▶ **Records shown**:

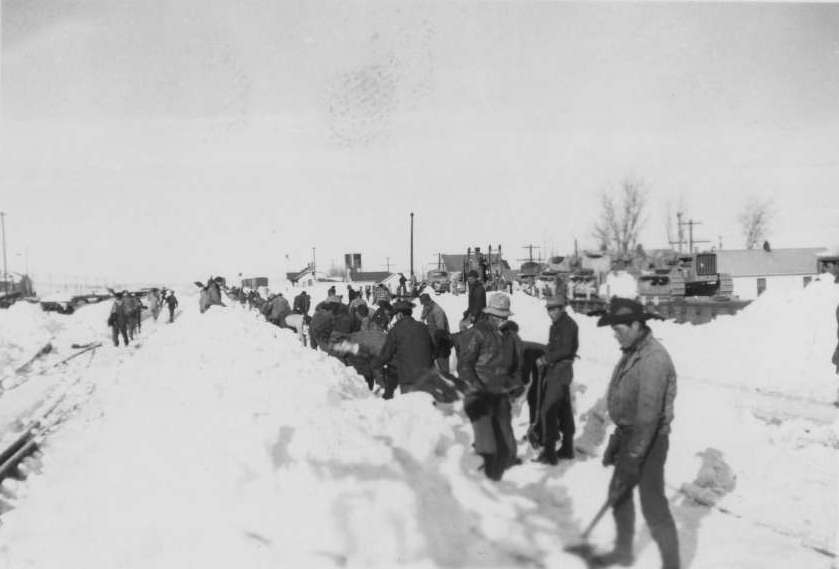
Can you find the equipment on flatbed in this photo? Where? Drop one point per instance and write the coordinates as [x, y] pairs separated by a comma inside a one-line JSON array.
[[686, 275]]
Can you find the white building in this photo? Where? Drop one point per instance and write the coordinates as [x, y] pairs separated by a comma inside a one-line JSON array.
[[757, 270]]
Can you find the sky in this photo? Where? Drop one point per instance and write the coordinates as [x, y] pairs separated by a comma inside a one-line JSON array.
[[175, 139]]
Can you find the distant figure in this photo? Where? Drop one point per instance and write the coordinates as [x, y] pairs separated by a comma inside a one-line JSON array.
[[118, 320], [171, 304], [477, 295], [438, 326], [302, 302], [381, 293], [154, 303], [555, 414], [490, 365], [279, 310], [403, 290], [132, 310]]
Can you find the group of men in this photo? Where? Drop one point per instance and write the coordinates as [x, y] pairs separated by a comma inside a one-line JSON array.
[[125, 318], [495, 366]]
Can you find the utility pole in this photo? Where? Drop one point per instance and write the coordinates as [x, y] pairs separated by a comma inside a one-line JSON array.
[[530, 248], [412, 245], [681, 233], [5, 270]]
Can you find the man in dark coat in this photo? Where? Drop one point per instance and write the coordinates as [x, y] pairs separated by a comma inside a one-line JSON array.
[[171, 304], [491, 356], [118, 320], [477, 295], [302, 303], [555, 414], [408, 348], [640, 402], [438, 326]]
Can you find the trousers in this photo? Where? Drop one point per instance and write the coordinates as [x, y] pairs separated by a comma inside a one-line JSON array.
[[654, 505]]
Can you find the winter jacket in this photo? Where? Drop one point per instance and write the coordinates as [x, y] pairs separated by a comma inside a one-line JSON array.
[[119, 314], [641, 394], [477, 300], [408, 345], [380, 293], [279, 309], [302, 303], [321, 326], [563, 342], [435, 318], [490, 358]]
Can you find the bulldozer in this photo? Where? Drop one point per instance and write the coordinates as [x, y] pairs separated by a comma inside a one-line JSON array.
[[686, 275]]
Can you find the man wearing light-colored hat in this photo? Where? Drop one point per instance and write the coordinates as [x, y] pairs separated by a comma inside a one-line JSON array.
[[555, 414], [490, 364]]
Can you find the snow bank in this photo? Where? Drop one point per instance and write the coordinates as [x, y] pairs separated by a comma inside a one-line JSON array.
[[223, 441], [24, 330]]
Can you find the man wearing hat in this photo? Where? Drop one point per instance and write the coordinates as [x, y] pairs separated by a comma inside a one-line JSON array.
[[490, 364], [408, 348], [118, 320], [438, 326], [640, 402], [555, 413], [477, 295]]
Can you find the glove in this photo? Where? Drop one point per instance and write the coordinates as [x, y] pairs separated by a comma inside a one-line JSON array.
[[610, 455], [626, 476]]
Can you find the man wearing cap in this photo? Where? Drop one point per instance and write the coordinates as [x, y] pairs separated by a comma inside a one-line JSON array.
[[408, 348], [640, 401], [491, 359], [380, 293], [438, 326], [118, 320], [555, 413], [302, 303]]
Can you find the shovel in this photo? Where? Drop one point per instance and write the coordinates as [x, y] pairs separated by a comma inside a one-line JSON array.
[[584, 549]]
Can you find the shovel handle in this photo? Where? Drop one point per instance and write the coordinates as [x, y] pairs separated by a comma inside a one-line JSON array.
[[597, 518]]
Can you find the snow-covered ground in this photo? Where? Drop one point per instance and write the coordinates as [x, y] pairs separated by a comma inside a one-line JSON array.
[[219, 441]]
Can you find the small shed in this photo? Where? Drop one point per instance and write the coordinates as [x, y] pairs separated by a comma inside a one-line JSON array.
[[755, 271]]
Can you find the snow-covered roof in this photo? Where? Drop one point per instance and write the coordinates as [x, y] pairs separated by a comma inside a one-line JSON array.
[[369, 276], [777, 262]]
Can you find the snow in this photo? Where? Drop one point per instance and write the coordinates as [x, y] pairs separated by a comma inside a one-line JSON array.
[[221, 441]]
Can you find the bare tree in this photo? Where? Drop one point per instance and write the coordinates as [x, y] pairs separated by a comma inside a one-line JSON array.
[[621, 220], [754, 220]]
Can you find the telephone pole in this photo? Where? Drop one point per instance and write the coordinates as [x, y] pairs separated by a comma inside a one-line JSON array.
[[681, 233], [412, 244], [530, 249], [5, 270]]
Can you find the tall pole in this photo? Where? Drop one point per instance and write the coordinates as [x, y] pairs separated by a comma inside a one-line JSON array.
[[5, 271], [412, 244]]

▶ **Required work**: Copy the data above word for word. Pictures stay out.

▶ **Solution for this problem**:
Can you find the equipment on flatbed in this photo? Where? Drop one point per instance and write the coordinates as [x, y] pairs separated by a comma inside a one-line JSON array.
[[686, 275]]
Can you find the white building in this photo? Where? Drop one point per instance and write the coordinates as [x, y] pairs separated by a comma inside a one-line JSON array.
[[757, 270]]
Can you find the sky in this photo? Where? Drop one point per instance and write the coordinates as [x, y] pairs separated by a comma inside a one-line JSON array.
[[175, 139]]
Can you find the distant figure in this photo? Where? Drop one point per instance and write the coordinates as [x, y] pairs separated by a comma inside a one-line JSON array.
[[118, 320], [171, 304], [477, 295], [438, 326], [302, 302], [381, 293], [154, 303], [555, 414], [490, 365], [279, 310], [403, 290], [132, 310]]
Can you find the group of men in this photo? Where? Drop one point per instance and write the coordinates as [x, y] pairs separated by a comma inside a one-line JSON array.
[[125, 318], [495, 366]]
Can you find the utility pole in this photo? Where? Drop one point per instance and write the coordinates as [x, y] pairs separated by a comma inside a one-line JSON array.
[[530, 248], [412, 245], [681, 233], [5, 270]]
Can you find the man in dark coat in this photo? Where? Drop one point per instance and write the coordinates as [x, y] pairs separated by a comma inside a one-line JSON array.
[[171, 304], [491, 356], [118, 320], [477, 295], [302, 303], [555, 414], [408, 348], [640, 402], [438, 326]]
Can you find the trousers in this photo? Where? Drop one point per instance and write the coordinates as [x, y] pairs separated by a comma inside a one-line JSON array.
[[654, 505]]
Can you find the winter jacket in this photo? Where? Drop one point per instance and write the coordinates as [x, y] pairs separated by a comma inside a one-line JSON array.
[[119, 314], [641, 394], [477, 300], [408, 345], [380, 293], [279, 309], [302, 303], [321, 326], [563, 342], [435, 318], [490, 358]]
Can you find the bulldozer in this photo? Where? Drop one point per instance and write the coordinates as [x, y] pairs separated by a comma inside a one-line JSON array.
[[686, 275]]
Can you find the man wearing light-colored hat in this photo? Where? Drop one point per instance and write the coordinates as [x, y] pairs separated by a comma inside a one-line JSON array.
[[555, 414], [490, 364]]
Can you find the snow bank in this photo? Where? Drop one point per instance and write the coordinates as [x, y] pairs separated by a comma inside a one-line JSON array.
[[223, 441], [24, 330]]
Can you find the man wearing hat in this photo? Where? Drop one point per instance and write the coordinates as [x, y] pairs separated by a comma inside a one-line JSON array.
[[490, 364], [408, 348], [118, 320], [438, 326], [640, 402], [555, 413], [477, 295]]
Can you find the glove in this photo? Where? Drop one point per instance and write the coordinates as [x, y] pairs separated by a comma inside a one-line JSON array.
[[610, 455], [626, 476]]
Can you find the man wearing cap in this photo? Where? Drop one point per instance and write the coordinates as [x, y] pairs separated by a comma inside a one-line JSON array.
[[408, 348], [640, 401], [491, 359], [380, 293], [438, 326], [118, 320], [555, 413], [302, 303]]
Can you find the shovel in this photo? Where? Drop one point per instance and write the coordinates as [x, y] pairs separated by a comma inside a one-line JSON array.
[[584, 549]]
Can you find the shovel handle in this photo? Where? Drop one point per instance and write the coordinates as [x, y] pairs separated by a comma inside a one-line JSON array.
[[597, 518]]
Can you find the snow-covered ground in this photo? Where? Drop one point per instance and write the coordinates as [x, y] pairs separated by a comma inside a one-line JSON array.
[[219, 441]]
Can you find the small shed in this photo? Where? Drop one point per instance and write the coordinates as [x, y] pairs separated by a comma inside a one-line JSON array.
[[755, 271]]
Can you find the snow-covered roof in this photo? Where? Drop one point per instance and write the coordinates as [x, y] pairs separated by a comma inside a one-line JSON array.
[[369, 276], [777, 262]]
Can you find the snow in this photo? Where? Drop one point per instance and write the coordinates as [x, y] pairs separated by a comma inside a one-line JSON array.
[[221, 441]]
Can you find the bare tree in this photo? Where? Drop one point per instance and write the coordinates as [x, y] pairs separated by a comma inside a one-line JSON array.
[[621, 220], [754, 220]]
Can you find the telephone pole in this photo? Where? Drop one point per instance and write the coordinates as [x, y] pairs separated by a comma inside a one-line JSON array.
[[681, 233], [412, 244], [530, 249], [5, 270]]
Can you find the tall pole in this photo? Where? Drop one point per instance and write the coordinates as [x, y] pairs separated by a comma inside a one-line JSON array.
[[5, 271], [412, 244]]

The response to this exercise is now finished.